**Extrait du texte**
* * *

Je cherche à comprendre pourquoi je regrette la disparition de cette figure, que je n’avais jamais vue, et que je n’aurais probablement jamais eu l’occasion de voir, puisque l’endroit était privé, et appartenait à un proche parent de l’émir du Quatar. A la vérité, j’ignorais même son existence. Voilà bien le paradoxe d’une telle destruction: la catastrophe révèle en même temps qu’elle anéantit. Et ce faisant, elle produit de la nostalgie pure : une sorte d’écho puissant dont nous sommes privés de la source.

Combien d’incidents fonctionnent de la même manière ? Nous prenons fait et cause pour des gens, des lieux, des espèces, des peuples dont, la veille, nous n’avions jamais entendu parler. Nous nous émouvons d’apprendre qu’il est arrivé quelque chose à ce que nous ne connaissions pas.

* * *

**Travail à faire**
1. Recopiez le passage du texte sur la disparition de la figure situé entre « Combien d’incidents fonctionnent » et « ne connaissions pas. », ces deux bornes comprises.
2. Poursuivez, s'il vous plaît, le texte sur la disparition de la figure à la suite de sa dernière phrase.

(Lignes sources)

* * *

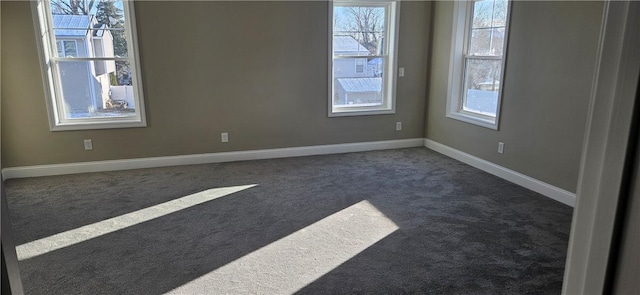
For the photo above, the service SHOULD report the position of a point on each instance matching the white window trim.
(46, 47)
(461, 29)
(391, 68)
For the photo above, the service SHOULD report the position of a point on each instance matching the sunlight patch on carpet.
(291, 263)
(94, 230)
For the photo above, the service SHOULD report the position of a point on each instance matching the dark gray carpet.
(461, 231)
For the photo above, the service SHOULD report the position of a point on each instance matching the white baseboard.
(140, 163)
(533, 184)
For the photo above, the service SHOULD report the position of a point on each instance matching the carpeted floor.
(453, 229)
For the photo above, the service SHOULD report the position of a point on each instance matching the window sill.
(98, 125)
(345, 112)
(473, 119)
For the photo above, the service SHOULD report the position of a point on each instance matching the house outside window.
(67, 48)
(479, 45)
(89, 58)
(364, 34)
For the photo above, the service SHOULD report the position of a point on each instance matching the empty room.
(319, 147)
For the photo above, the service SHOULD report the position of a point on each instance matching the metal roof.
(348, 44)
(71, 21)
(361, 85)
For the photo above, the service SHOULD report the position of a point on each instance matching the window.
(67, 48)
(477, 61)
(90, 63)
(363, 33)
(360, 65)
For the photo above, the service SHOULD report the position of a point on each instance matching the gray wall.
(549, 71)
(257, 70)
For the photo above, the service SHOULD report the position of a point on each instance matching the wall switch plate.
(88, 145)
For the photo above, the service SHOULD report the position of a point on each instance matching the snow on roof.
(361, 85)
(71, 21)
(347, 44)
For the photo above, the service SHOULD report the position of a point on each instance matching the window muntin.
(359, 34)
(479, 40)
(90, 64)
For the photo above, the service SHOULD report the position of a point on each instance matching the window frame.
(390, 71)
(460, 42)
(47, 50)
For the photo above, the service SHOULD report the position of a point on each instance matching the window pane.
(70, 48)
(483, 14)
(96, 27)
(500, 13)
(482, 86)
(86, 94)
(358, 30)
(59, 48)
(352, 89)
(487, 41)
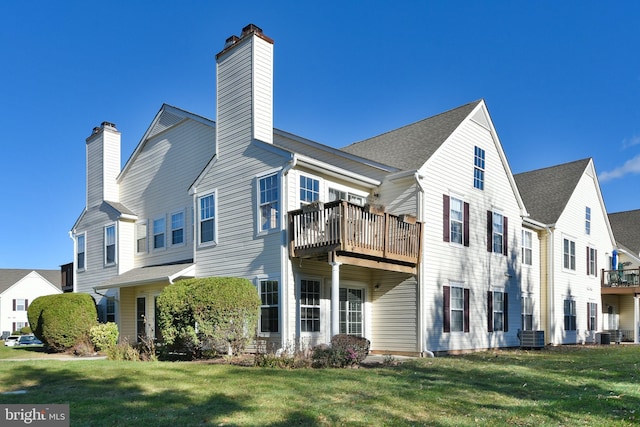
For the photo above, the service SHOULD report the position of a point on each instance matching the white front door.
(351, 313)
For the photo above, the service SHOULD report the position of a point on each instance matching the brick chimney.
(103, 164)
(244, 88)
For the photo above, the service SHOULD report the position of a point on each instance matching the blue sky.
(561, 81)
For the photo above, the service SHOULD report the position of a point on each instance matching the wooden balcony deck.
(356, 235)
(620, 281)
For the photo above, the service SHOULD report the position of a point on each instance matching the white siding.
(29, 287)
(450, 171)
(577, 285)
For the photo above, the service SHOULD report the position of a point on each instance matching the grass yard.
(568, 386)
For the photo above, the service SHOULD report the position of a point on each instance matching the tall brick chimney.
(244, 70)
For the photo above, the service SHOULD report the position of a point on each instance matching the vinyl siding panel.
(155, 187)
(450, 171)
(577, 285)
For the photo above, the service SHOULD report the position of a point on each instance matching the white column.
(636, 319)
(335, 298)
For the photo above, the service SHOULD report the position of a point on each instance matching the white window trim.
(84, 267)
(457, 285)
(575, 254)
(104, 245)
(321, 188)
(144, 223)
(495, 212)
(257, 282)
(214, 242)
(278, 227)
(523, 247)
(462, 200)
(171, 229)
(164, 233)
(321, 305)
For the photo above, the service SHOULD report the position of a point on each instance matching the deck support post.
(335, 297)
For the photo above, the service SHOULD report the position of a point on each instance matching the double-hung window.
(309, 190)
(456, 309)
(592, 312)
(592, 261)
(478, 168)
(80, 243)
(20, 304)
(141, 237)
(527, 313)
(497, 310)
(587, 220)
(527, 247)
(177, 228)
(455, 220)
(569, 254)
(310, 305)
(159, 230)
(270, 307)
(207, 216)
(110, 245)
(569, 315)
(269, 209)
(497, 232)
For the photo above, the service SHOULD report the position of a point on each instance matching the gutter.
(422, 332)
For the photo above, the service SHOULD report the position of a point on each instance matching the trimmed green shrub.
(345, 351)
(215, 314)
(104, 335)
(63, 320)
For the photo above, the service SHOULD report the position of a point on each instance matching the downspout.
(550, 286)
(284, 249)
(422, 332)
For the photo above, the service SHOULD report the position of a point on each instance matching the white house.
(576, 241)
(414, 239)
(19, 287)
(621, 278)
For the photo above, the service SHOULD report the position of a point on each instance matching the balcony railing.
(348, 228)
(620, 278)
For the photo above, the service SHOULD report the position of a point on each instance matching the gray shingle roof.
(409, 147)
(545, 192)
(626, 229)
(158, 273)
(10, 276)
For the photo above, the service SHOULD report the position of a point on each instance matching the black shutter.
(446, 314)
(489, 231)
(466, 225)
(466, 310)
(490, 311)
(505, 235)
(506, 311)
(445, 218)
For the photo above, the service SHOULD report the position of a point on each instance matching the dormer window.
(478, 168)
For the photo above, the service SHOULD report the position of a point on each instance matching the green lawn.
(594, 386)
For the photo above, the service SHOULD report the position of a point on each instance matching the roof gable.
(626, 230)
(547, 191)
(409, 147)
(11, 276)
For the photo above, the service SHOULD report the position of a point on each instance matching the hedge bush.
(63, 320)
(345, 351)
(104, 336)
(215, 314)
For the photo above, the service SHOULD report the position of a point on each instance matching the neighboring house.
(413, 239)
(620, 280)
(567, 211)
(18, 288)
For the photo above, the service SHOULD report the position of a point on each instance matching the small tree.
(216, 313)
(61, 321)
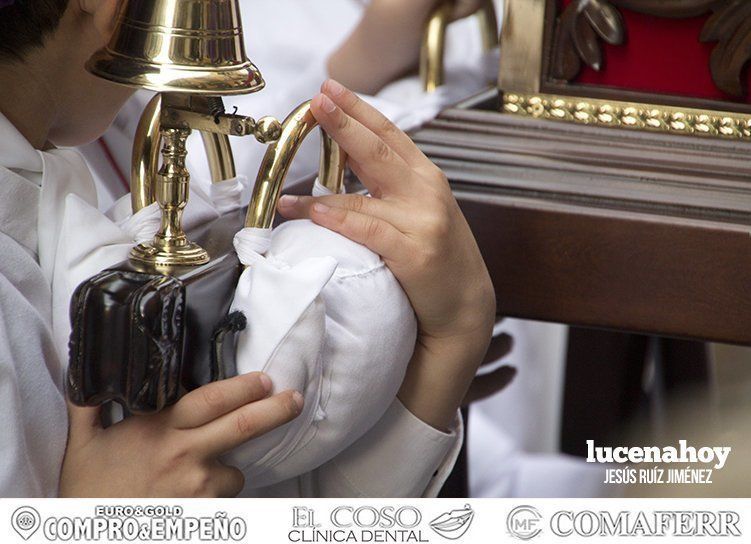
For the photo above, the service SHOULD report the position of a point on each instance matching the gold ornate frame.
(538, 61)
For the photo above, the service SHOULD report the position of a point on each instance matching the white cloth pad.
(327, 318)
(89, 241)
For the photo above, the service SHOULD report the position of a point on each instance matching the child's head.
(44, 45)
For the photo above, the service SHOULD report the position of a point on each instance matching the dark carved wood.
(581, 23)
(602, 227)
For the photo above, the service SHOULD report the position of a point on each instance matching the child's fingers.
(215, 399)
(245, 423)
(376, 234)
(298, 207)
(383, 167)
(84, 421)
(375, 121)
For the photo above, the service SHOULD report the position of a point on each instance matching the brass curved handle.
(433, 48)
(278, 159)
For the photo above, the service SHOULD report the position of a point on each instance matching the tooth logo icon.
(25, 521)
(453, 525)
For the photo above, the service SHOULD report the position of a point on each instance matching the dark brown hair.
(24, 25)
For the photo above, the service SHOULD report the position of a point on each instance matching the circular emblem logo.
(524, 522)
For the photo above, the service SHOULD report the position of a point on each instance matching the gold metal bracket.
(433, 50)
(171, 118)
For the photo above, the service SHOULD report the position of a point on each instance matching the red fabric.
(660, 56)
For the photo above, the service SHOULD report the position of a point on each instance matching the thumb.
(84, 421)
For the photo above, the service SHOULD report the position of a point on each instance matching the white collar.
(16, 152)
(19, 193)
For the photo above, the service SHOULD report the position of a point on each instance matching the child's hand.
(173, 453)
(386, 43)
(414, 223)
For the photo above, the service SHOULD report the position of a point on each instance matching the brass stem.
(171, 246)
(433, 49)
(145, 158)
(278, 159)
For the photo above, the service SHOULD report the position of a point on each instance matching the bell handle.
(433, 48)
(146, 149)
(278, 159)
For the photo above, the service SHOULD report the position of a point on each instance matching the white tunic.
(33, 187)
(32, 408)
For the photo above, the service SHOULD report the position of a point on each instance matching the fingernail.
(265, 382)
(334, 87)
(287, 201)
(297, 397)
(327, 105)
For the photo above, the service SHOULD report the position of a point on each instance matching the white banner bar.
(320, 521)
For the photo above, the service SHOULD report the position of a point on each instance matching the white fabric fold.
(325, 317)
(88, 241)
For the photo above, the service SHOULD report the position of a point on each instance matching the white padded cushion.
(325, 317)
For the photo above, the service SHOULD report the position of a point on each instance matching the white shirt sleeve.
(401, 456)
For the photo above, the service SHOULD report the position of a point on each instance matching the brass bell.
(192, 52)
(193, 46)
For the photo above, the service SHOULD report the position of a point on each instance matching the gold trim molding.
(612, 113)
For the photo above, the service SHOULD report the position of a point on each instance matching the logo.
(524, 522)
(454, 524)
(25, 521)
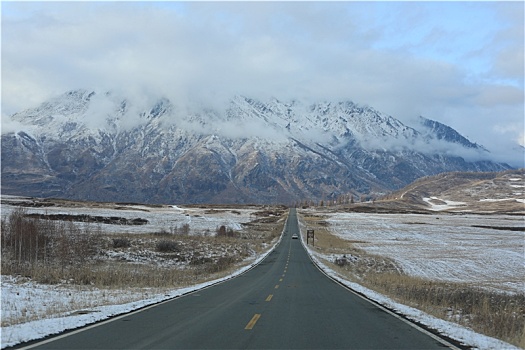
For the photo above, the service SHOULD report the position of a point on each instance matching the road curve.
(283, 303)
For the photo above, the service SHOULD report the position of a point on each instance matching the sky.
(460, 63)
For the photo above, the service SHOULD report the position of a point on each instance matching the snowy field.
(31, 311)
(56, 309)
(443, 247)
(159, 218)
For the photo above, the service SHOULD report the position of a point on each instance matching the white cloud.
(404, 59)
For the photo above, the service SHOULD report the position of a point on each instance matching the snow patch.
(437, 207)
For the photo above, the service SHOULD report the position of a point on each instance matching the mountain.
(105, 147)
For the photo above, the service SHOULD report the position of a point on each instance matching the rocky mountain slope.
(104, 147)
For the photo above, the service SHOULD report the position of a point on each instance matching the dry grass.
(491, 313)
(54, 252)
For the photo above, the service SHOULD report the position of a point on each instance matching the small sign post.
(310, 234)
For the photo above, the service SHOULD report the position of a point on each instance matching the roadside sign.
(310, 234)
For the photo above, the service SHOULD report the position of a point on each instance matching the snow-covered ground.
(70, 307)
(159, 218)
(443, 247)
(454, 331)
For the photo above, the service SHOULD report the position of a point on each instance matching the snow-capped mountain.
(104, 147)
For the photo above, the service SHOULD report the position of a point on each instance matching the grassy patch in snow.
(493, 313)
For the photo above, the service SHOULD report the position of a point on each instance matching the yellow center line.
(252, 321)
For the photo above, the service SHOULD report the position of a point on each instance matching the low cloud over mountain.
(102, 146)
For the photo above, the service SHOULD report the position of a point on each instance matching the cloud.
(404, 59)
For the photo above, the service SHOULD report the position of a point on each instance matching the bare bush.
(168, 246)
(121, 243)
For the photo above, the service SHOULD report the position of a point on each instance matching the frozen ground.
(69, 307)
(454, 331)
(443, 247)
(159, 217)
(434, 246)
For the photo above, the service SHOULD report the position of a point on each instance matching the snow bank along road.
(284, 302)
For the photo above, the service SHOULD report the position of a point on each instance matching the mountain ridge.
(84, 145)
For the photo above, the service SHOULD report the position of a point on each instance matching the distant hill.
(102, 147)
(457, 192)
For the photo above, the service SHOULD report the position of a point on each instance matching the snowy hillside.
(101, 146)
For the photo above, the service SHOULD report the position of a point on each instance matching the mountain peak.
(102, 147)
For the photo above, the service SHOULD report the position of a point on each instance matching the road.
(283, 303)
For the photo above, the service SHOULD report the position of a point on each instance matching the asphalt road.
(283, 303)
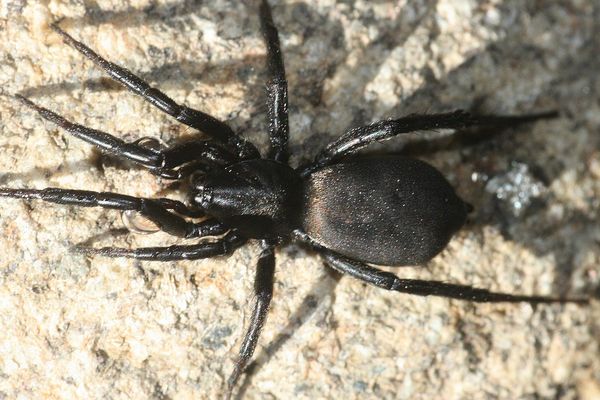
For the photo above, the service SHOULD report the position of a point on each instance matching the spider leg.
(263, 291)
(277, 96)
(226, 245)
(389, 281)
(160, 162)
(154, 210)
(357, 138)
(206, 123)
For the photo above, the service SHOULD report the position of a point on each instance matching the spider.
(354, 211)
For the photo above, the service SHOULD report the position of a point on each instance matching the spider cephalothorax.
(385, 210)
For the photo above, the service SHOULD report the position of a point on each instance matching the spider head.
(260, 198)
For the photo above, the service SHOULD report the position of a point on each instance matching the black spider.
(385, 210)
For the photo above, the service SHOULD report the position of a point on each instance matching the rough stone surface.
(96, 328)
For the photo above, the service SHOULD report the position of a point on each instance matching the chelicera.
(352, 210)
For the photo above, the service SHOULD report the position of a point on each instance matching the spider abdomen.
(385, 210)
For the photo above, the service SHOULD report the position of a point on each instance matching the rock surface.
(90, 327)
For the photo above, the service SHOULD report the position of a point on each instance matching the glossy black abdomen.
(385, 210)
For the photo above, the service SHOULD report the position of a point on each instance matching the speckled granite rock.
(77, 327)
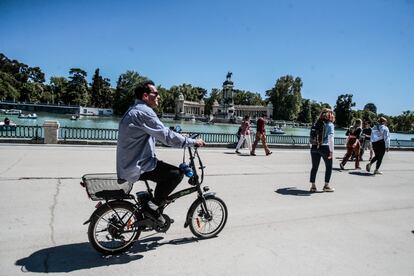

* * *

**Réponses par tâche**
1.
Combien d’incidents fonctionnent de la même manière ? Nous prenons fait et cause pour des gens, des lieux, des espèces, des peuples dont, la veille, nous n’avions jamais entendu parler. Nous nous émouvons d’apprendre qu’il est arrivé quelque chose à ce que nous ne connaissions pas.

2.
Je perçois cependant autre chose dans l’image de cette déesse: elle me parle par le côté prémonitoire de ses couleurs. J’ai l’impression que lorsque la photo a été prise, l’incendie, déjà, faisait rage, et que des flammes se reflètent sur le grand écusson avec tritons et trident. Le filet d’eau qui coule mollement de l’amphore n’y pourra rien. Avec une résignation sereine, la Néréide constate que le feu va triompher. Le brin de corail rouge qu’elle tient à la main est presque un signe d’allégeance. Tout va brûler : elle le voit, et même, pourrait-on dire, elle l’attend. Saisie ici dans son instant ultime, elle est comme suspendue dans l’imminence de l’embrasement qui se prépare.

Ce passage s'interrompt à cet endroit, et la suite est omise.